(WORK TO COMPLETE)
Copy the data below exactly, omitting any picture it contains.

:: DATA FOR THE TASK

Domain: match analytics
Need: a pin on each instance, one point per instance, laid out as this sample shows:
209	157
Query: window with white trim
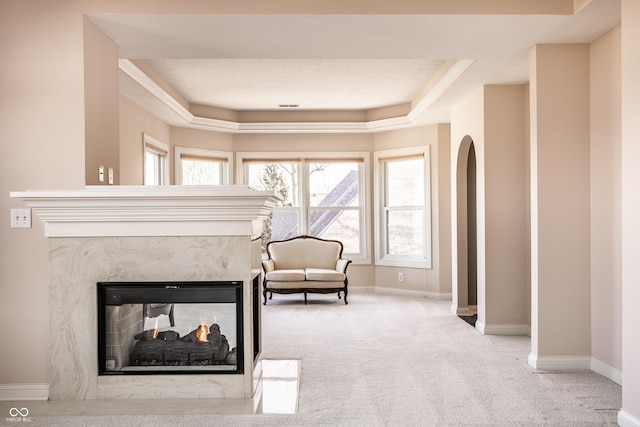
402	199
324	195
197	166
156	161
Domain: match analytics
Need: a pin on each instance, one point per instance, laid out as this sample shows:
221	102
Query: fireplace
142	235
170	327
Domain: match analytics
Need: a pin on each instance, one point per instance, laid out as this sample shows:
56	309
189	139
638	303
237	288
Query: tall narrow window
324	196
403	221
334	202
156	161
201	167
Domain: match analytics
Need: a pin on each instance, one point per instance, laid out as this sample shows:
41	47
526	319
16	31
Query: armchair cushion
325	275
286	275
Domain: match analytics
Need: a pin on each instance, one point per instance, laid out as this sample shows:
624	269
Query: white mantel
121	233
150	210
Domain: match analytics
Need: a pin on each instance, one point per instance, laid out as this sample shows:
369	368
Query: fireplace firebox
170	327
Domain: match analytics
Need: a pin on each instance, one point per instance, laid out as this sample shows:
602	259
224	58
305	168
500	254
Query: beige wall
134	123
630	150
494	118
606	235
506	220
42	139
101	104
560	202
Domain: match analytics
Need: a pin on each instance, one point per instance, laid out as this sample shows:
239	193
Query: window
403	224
324	196
156	153
195	166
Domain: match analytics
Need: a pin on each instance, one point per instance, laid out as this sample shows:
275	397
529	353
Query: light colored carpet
394	361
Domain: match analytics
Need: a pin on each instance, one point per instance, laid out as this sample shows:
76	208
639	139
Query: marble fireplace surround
122	233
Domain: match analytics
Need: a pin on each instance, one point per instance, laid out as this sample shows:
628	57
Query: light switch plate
20	218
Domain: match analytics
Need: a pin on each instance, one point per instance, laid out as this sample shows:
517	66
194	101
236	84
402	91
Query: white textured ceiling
338	62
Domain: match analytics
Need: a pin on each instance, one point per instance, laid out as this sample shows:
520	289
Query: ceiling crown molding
441	82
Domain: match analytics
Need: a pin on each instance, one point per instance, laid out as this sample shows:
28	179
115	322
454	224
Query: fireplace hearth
176	327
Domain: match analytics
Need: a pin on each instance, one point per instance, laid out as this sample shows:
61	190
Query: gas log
202	346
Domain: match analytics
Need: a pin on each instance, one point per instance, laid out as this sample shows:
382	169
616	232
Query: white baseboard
502	329
625	419
10	392
606	371
410	293
557	363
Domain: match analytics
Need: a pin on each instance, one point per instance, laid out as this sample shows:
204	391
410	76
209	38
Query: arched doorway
466	226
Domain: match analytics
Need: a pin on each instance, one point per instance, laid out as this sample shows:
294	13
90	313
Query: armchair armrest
342	265
268	265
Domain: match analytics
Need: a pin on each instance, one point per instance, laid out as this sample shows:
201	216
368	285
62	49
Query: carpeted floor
395	361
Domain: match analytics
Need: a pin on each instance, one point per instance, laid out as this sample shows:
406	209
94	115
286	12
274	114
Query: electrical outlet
20	218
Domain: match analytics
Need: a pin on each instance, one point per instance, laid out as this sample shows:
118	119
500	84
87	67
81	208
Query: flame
155	330
202	333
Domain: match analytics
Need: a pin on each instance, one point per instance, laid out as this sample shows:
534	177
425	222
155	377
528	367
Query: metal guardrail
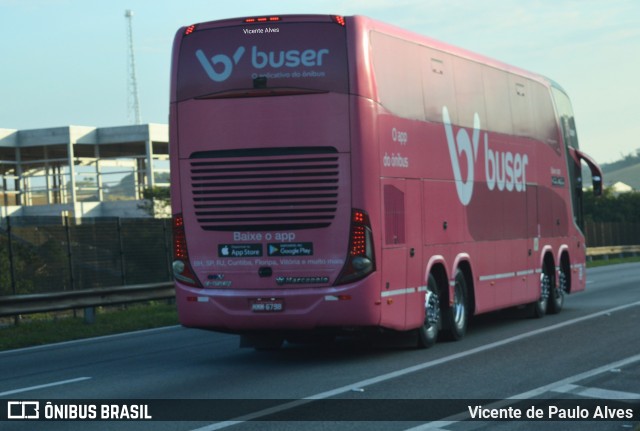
613	250
57	301
87	298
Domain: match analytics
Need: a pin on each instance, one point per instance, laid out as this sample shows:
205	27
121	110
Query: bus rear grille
265	189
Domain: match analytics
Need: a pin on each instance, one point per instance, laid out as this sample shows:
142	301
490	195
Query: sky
64	62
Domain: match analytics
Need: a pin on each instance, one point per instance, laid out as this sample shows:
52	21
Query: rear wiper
260	92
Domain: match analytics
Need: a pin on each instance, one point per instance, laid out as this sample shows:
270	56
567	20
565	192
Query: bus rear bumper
240	311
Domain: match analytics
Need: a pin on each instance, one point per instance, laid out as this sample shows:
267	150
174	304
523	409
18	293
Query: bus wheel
540	306
455	318
428	332
557	293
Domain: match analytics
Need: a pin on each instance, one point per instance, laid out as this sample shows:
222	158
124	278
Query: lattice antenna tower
133	101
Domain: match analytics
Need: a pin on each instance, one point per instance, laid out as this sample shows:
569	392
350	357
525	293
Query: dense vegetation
623	208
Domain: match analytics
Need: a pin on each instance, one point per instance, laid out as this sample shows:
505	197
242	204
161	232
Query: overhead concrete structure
83	171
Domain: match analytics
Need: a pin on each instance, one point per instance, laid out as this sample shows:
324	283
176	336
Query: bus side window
394	215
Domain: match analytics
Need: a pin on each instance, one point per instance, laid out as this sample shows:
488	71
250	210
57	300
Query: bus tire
558	291
539	308
428	332
455	318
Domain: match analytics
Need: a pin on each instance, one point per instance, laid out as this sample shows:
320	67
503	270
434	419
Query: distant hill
625	170
629	175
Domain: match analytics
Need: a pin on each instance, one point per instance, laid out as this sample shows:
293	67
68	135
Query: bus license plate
272	305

::::

(REPLY)
Domain: match analytics
Need: a pin on each instance, one point per instance, laid out as this sample shows:
209	157
Query: window with white trim
402	199
324	195
197	166
156	161
Domain: match analytics
Need: a pin on each instance, one point per instance, laid out as this sample shows:
221	102
Query: fireplace
142	235
170	327
Domain: match analytics
Need: a pin on each instance, one point per instance, laid out as this sample shows:
56	309
189	139
638	303
237	288
Query: tall narrow window
324	196
403	221
334	202
156	161
201	167
Domain: match analytics
Need: a pin on each instance, one point per instance, laid out as this sample shows:
41	47
526	319
16	31
Query: armchair cushion
325	275
286	275
Domain: match analytics
Need: a pin on each instance, one point per instance, laid out as this sample shows:
624	269
Query: white mantel
121	233
150	210
Domain: match analytics
Need: a pin on each instance, one point per instance, laid out as this sample shows:
369	368
Query: fireplace firebox
170	327
Domain: match analytics
Need: a pin on each instance, one point per instance, laid out as this sample shows:
602	259
224	58
305	168
500	254
Query: beige wall
134	123
630	150
494	118
606	235
506	220
42	139
101	104
560	202
Domain: match analytics
Need: a pin on each instance, one point per instance, laid out as this sample shows:
239	193
Query: window
403	224
324	196
156	153
195	166
Domain: match analytics
Need: a pin on each instance, one point per instance, laid out as this sample shows:
275	397
529	353
Query: light colored carpet
394	361
Domain: match analytics
Need: a pin on each instance, one point per instance, laid out as this sample shows:
76	208
639	139
Query: marble fireplace surround
122	233
Domain: match analytics
Need: a pin on each instance, one point per instance, laid out as this sample shows:
628	57
Query: light switch plate
20	218
Domain: match analytics
Need: a pin on each instance, one point per instance, laid out as this sample shows:
517	66
194	101
236	84
402	91
Query: white textured ceiling
338	62
Domain: match analytics
Need: a pin on each instance, one point per instance, laid out as this sample shows:
520	289
Query: ceiling crown molding
441	82
Domain: match analytics
Need: a pin on each instance, one point per instance, laid out as this sample shows:
28	179
115	322
454	224
Query: fireplace hearth
176	327
Domain: match analytics
Need: a pin on each instance, one point per instance, laid out as this sample shows:
61	190
Query: gas log
202	346
Domain: match analytics
Need: a pin on each instance, one point per instance, laid out as this sample shows:
382	169
616	232
Query: white baseboard
502	329
625	419
10	392
606	371
410	293
557	363
Domain: match analytics
Need: a pin on each instance, one point per instance, laid out as this sample shows:
204	391
410	76
209	38
Query: arched doorway
466	226
Domain: match analytics
Need: a pin on each instance, one point per instance, laid out as this sample shows:
294	13
90	313
Query: armchair armrest
342	265
268	265
Domain: match analytics
Need: a pin on each instance, one point per instance, laid out as this sample shows:
201	216
368	285
62	49
Query: carpeted floor
395	361
Domain: match analytics
Need: a pin on each instance, one point per instance, laid out as this sample shows:
406	209
94	115
286	12
274	114
Query: electrical outlet
20	218
Domain: match analytics
Need: a pin on each instance, one point per instance, laid out as this sample shows:
118	119
500	84
87	67
81	208
Query: flame
155	330
202	333
Domain: match analytics
Need: a pin on each instance, one point per instance, laid out as this sample shows:
534	177
425	222
155	377
528	367
Query: metal guardrail
613	250
57	301
87	298
Domain: match analytics
Need: a pin on each instance, one point per instance, laid out as this sample shows:
205	27
121	110
Query: bus rear grille
265	189
Domain: match analytics
Need: a pin on each instance, one point per instance, laid out as this sample shows:
142	301
490	195
Query: sky
64	62
Domain: match analytics
Need: a pin on each instance, one point per instance, laid out as this sample shows:
52	21
Query: rear wiper
260	92
Domain: match analytics
Need: a pin on each instance, one point per instance, laid out as this sample shows:
270	56
567	20
565	192
Query: bus rear bumper
240	311
Domain: match analytics
Need: a pin on each instance, one point per instance, laid out as this sample shows:
267	150
174	304
523	409
18	293
Query: bus wheel
540	306
455	318
428	332
557	293
Domain: match analytics
Need: a pin on each instance, one point per instance, laid out as this sample shows:
222	158
124	278
Query: lattice antenna tower
133	101
Domain: match analytics
Need: a pin on each instance, one point per instance, laid out as this sample shows:
569	392
350	357
525	293
Query: dense vegetation
623	208
Domain: match analytics
Need: a pin on each instance, one point per instance, laid out as this sample shows:
505	197
242	204
161	232
Query: overhead concrete structure
83	171
Domain: match analytics
Need: a pin on each instance, one point per instance, laid out as this sample shows:
324	283
176	336
Query: bus side window
394	215
Domain: match analytics
Need: a pin on each instance, one point per instance, laid out as this sample shows:
488	71
250	210
57	300
Query: bus tire
558	291
539	308
428	332
455	318
Domain: match analytics
Need: a pin on each instance, one point per instance, laid out as this sample shows:
320	67
503	270
434	419
Query: distant hill
625	170
629	175
Domain: match analytics
Need: a pin on each instance, one point per instance, laid out as this sample shows:
293	67
68	135
Query: bus license plate
272	305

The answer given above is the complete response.